PROBLEM STATEMENT: Among the records below, the line containing "Task: indicate the brick building" marks the start. Output it and all lines after it exactly.

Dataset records
---+---

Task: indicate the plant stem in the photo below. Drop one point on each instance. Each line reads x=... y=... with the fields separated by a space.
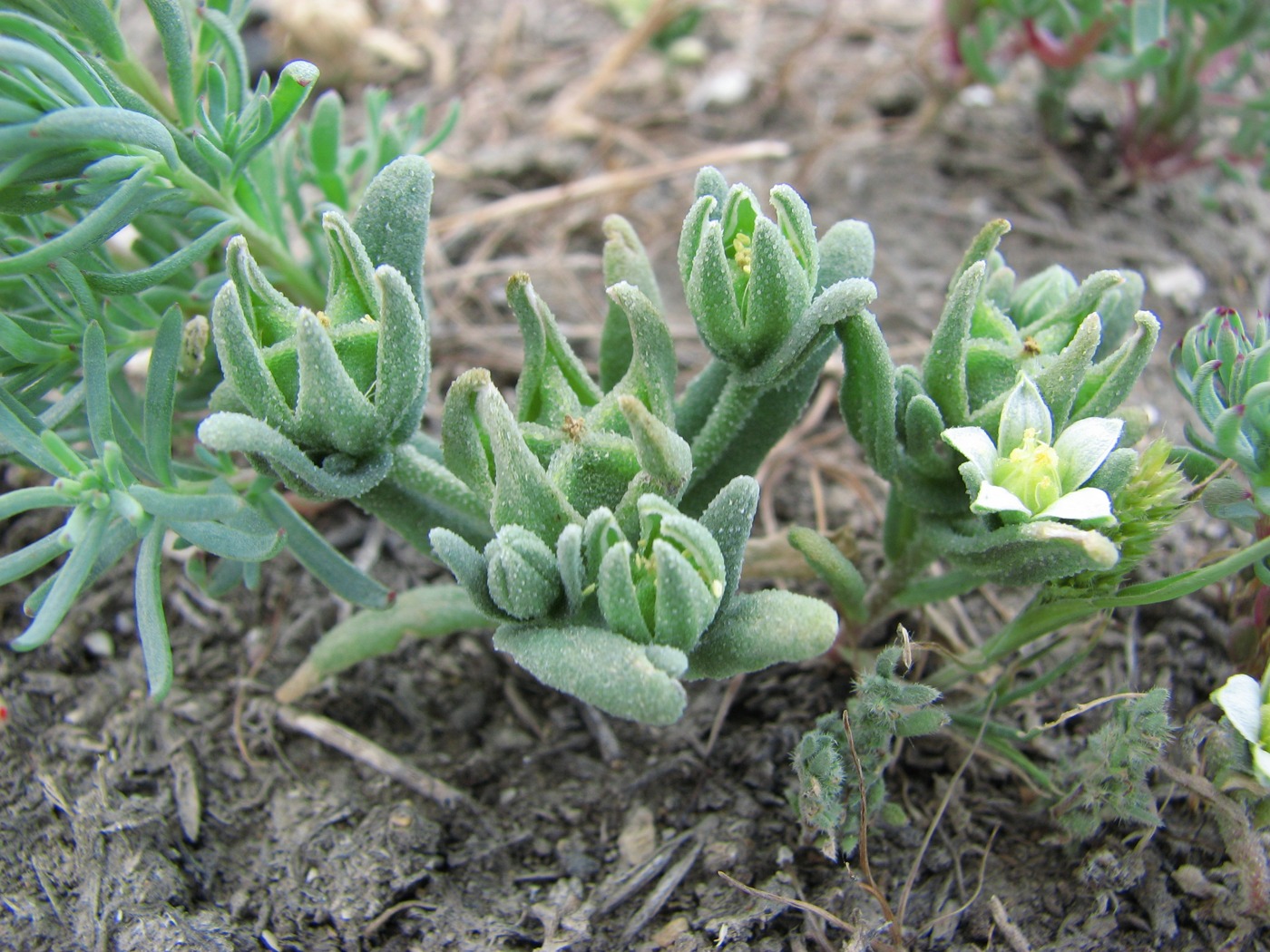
x=298 y=279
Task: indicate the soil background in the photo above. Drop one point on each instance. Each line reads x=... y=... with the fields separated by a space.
x=207 y=822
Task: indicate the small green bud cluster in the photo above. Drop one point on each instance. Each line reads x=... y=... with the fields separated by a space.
x=1054 y=332
x=320 y=399
x=1223 y=368
x=1109 y=778
x=1010 y=412
x=601 y=586
x=883 y=708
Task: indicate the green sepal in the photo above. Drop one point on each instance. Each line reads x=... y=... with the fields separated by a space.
x=923 y=428
x=794 y=221
x=810 y=329
x=1115 y=472
x=1058 y=381
x=332 y=412
x=247 y=374
x=711 y=297
x=571 y=567
x=464 y=441
x=758 y=630
x=270 y=317
x=549 y=361
x=664 y=457
x=338 y=476
x=469 y=567
x=1110 y=380
x=729 y=520
x=403 y=361
x=597 y=666
x=351 y=289
x=653 y=365
x=777 y=296
x=619 y=598
x=982 y=249
x=943 y=368
x=827 y=560
x=523 y=578
x=596 y=470
x=846 y=251
x=685 y=602
x=710 y=183
x=393 y=219
x=692 y=234
x=624 y=260
x=600 y=533
x=867 y=396
x=1040 y=295
x=1028 y=554
x=523 y=494
x=1080 y=305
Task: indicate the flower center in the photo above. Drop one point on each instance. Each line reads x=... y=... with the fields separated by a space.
x=1031 y=473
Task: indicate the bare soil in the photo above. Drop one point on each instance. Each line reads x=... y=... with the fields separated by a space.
x=212 y=822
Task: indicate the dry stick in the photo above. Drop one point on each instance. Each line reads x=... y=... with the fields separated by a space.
x=796 y=903
x=667 y=885
x=605 y=183
x=568 y=114
x=1089 y=706
x=870 y=884
x=355 y=745
x=935 y=821
x=1012 y=933
x=1241 y=840
x=978 y=888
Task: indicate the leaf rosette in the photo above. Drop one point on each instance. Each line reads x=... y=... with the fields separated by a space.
x=323 y=397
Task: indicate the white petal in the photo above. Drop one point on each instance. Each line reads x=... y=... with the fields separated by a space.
x=1083 y=446
x=993 y=499
x=1024 y=410
x=974 y=444
x=1241 y=701
x=1082 y=504
x=1098 y=548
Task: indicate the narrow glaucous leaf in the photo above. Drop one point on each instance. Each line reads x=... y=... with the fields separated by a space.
x=64 y=587
x=161 y=395
x=151 y=622
x=425 y=612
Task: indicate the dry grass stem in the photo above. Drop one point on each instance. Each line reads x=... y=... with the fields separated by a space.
x=605 y=184
x=355 y=745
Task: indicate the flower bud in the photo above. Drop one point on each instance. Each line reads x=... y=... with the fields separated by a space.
x=523 y=579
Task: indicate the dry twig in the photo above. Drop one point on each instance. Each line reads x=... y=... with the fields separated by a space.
x=355 y=745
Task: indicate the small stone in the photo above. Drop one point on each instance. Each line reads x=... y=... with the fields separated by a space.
x=669 y=933
x=638 y=840
x=99 y=644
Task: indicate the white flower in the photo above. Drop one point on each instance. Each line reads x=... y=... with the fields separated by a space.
x=1247 y=706
x=1029 y=475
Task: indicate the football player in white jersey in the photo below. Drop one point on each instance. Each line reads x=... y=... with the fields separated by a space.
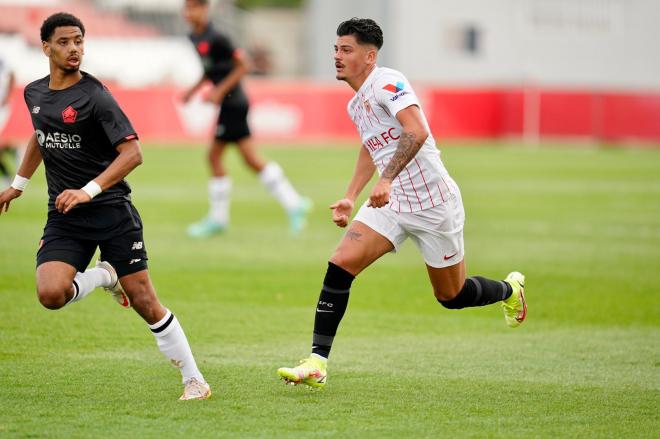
x=414 y=197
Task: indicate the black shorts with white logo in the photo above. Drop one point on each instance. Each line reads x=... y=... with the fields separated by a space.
x=232 y=122
x=115 y=228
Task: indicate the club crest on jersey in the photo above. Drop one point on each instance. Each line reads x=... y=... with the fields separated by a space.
x=69 y=115
x=203 y=47
x=394 y=88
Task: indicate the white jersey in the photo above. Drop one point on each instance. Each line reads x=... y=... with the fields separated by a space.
x=424 y=182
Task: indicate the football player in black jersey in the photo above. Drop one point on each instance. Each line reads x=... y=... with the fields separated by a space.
x=88 y=146
x=224 y=66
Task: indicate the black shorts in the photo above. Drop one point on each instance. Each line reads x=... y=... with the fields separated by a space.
x=232 y=122
x=115 y=228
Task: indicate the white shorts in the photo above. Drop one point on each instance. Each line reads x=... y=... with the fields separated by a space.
x=437 y=232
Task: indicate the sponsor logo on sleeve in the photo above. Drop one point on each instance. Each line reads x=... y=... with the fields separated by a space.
x=397 y=89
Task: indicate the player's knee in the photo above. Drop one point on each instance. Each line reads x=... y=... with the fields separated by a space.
x=144 y=299
x=445 y=297
x=52 y=296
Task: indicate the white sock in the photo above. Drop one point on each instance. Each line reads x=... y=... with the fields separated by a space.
x=85 y=283
x=219 y=192
x=173 y=343
x=274 y=179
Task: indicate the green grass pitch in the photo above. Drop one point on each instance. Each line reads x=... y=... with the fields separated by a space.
x=582 y=223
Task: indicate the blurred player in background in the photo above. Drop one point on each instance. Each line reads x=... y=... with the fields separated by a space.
x=224 y=66
x=6 y=85
x=414 y=197
x=88 y=146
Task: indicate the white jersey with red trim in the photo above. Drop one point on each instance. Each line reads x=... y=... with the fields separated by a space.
x=424 y=182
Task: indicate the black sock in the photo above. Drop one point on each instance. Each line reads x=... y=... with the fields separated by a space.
x=330 y=308
x=479 y=291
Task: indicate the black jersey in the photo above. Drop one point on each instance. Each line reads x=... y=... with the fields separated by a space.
x=78 y=130
x=217 y=53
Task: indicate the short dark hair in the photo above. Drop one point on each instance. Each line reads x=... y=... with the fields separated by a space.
x=366 y=31
x=59 y=19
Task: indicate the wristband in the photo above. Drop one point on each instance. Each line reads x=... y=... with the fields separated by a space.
x=92 y=189
x=20 y=183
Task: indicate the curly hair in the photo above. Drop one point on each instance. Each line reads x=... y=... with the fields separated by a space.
x=59 y=20
x=365 y=30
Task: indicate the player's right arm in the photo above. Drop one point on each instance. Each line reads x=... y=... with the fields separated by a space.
x=364 y=170
x=30 y=163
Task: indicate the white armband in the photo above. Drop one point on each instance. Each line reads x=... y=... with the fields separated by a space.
x=20 y=183
x=92 y=189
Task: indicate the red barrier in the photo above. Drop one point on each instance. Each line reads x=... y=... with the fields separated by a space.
x=307 y=111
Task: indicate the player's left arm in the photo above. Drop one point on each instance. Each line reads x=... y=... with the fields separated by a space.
x=241 y=68
x=130 y=157
x=10 y=87
x=413 y=136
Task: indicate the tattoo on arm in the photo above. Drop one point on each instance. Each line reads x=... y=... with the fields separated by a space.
x=405 y=151
x=353 y=235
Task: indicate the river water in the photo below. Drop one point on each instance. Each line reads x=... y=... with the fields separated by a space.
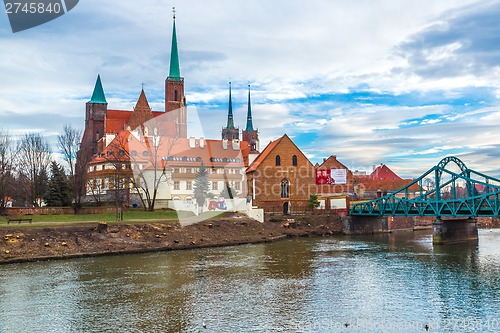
x=388 y=283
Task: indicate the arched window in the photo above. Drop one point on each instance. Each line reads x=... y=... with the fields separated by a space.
x=285 y=189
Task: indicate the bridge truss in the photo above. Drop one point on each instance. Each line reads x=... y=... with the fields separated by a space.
x=455 y=193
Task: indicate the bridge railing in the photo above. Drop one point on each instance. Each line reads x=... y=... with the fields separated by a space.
x=443 y=199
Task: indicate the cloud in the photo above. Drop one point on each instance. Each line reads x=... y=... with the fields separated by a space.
x=462 y=42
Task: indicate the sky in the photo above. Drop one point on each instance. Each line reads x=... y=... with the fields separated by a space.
x=404 y=83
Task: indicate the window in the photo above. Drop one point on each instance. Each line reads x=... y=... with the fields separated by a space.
x=285 y=188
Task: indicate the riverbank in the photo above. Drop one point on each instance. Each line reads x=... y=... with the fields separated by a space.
x=25 y=243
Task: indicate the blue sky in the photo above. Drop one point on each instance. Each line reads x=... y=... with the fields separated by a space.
x=404 y=83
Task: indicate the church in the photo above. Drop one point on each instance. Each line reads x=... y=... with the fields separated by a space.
x=145 y=158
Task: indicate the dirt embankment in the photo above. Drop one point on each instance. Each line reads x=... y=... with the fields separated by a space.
x=31 y=243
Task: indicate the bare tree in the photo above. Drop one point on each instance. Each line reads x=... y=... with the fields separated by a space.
x=6 y=168
x=146 y=170
x=69 y=142
x=33 y=160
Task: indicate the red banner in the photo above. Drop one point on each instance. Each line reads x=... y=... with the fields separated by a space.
x=323 y=177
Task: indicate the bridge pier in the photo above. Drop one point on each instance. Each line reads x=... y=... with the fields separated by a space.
x=447 y=231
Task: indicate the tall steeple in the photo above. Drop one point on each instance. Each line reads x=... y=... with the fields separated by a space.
x=249 y=113
x=175 y=70
x=230 y=120
x=250 y=134
x=230 y=132
x=95 y=114
x=175 y=101
x=98 y=96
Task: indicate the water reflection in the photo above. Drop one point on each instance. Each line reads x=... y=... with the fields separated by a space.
x=301 y=285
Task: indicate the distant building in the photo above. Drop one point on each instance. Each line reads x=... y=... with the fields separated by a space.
x=281 y=178
x=380 y=182
x=382 y=172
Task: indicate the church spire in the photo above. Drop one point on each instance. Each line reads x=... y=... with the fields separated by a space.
x=249 y=114
x=98 y=94
x=175 y=71
x=230 y=120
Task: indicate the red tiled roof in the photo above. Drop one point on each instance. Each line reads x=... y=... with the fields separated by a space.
x=382 y=172
x=117 y=120
x=176 y=151
x=262 y=156
x=330 y=162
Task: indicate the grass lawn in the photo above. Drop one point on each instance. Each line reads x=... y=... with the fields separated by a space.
x=130 y=216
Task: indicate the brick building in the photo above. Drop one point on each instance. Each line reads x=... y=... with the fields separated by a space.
x=281 y=178
x=123 y=151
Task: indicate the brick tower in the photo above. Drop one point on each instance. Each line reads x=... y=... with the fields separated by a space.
x=95 y=115
x=175 y=101
x=230 y=132
x=250 y=134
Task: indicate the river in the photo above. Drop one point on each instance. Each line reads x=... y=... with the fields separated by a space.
x=395 y=282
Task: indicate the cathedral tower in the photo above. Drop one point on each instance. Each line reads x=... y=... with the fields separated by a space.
x=95 y=115
x=175 y=101
x=250 y=134
x=230 y=132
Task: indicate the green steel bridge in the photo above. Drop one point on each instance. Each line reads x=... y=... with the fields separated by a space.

---+---

RESPONSE AREA:
Task: indicate the brick building in the photo above. Drop one point on each instance. Each line reads x=... y=... with the fields separated by a space.
x=281 y=178
x=123 y=151
Task: indicate the brick tower in the photo above. Drop one point on each instance. Each line reads x=... y=... with the fields separated by a space.
x=95 y=115
x=175 y=101
x=230 y=132
x=250 y=134
Task: indicate the river in the photo above. Drop one point on each instance. Each line reads x=... y=... with the fields separated by a space.
x=395 y=282
Task: indicate the cathedral tower in the photo above. Drop one point on each instance. Each line reads x=... y=... with the fields separated by a space.
x=95 y=115
x=175 y=101
x=250 y=134
x=230 y=132
Task: indicate the green steel bridge in the photo above. Drop one point on each instance. Each line reads x=... y=... with the fields separated by a space.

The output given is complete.